■ Source information ■
------------
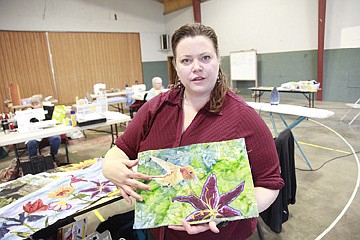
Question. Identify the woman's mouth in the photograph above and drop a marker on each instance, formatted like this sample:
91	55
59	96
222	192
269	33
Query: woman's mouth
198	79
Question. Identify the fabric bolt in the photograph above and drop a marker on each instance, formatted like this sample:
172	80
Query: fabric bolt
161	121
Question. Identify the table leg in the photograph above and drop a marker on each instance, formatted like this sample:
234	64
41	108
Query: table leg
273	123
291	126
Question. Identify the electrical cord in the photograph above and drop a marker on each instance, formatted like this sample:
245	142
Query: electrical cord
330	160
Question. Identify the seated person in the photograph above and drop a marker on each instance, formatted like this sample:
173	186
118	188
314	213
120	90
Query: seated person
54	141
156	89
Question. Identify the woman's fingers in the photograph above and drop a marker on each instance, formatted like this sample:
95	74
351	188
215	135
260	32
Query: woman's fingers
195	229
125	196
------------
■ Work to be completed ■
Set down the records exactly, without the pictures.

■ Response to the task ■
Question. Identify the woman's mouth in the photograph above and drop a marker on each instance, formatted like this sample:
91	55
59	96
222	192
269	33
Query: woman's mouth
198	79
Question. Identify the fabric bolt in the photograph above and drop a marker on each instance, formatted like this sample:
172	80
Query: fabric bolt
161	121
Question. Identify the table leg in the photograph above and drop a marker on each instance, formatted like this sample:
234	64
41	108
Query: table leg
273	123
291	126
Question. Identify the electrical cord in the photograph above and drop a marker on each instance, formatted like this sample:
245	142
Query: electrical cord
330	160
Question. Identify the seated person in the photograph above and drop a marker on each instance, formatted like this sample:
173	186
118	188
314	213
120	90
Query: seated person
54	141
156	89
Question. Identify the woman's fingers in the photograph above and drop a marker on each instance, formatted like this sample:
95	74
351	188
215	135
260	32
Query: woman's fingers
195	229
125	196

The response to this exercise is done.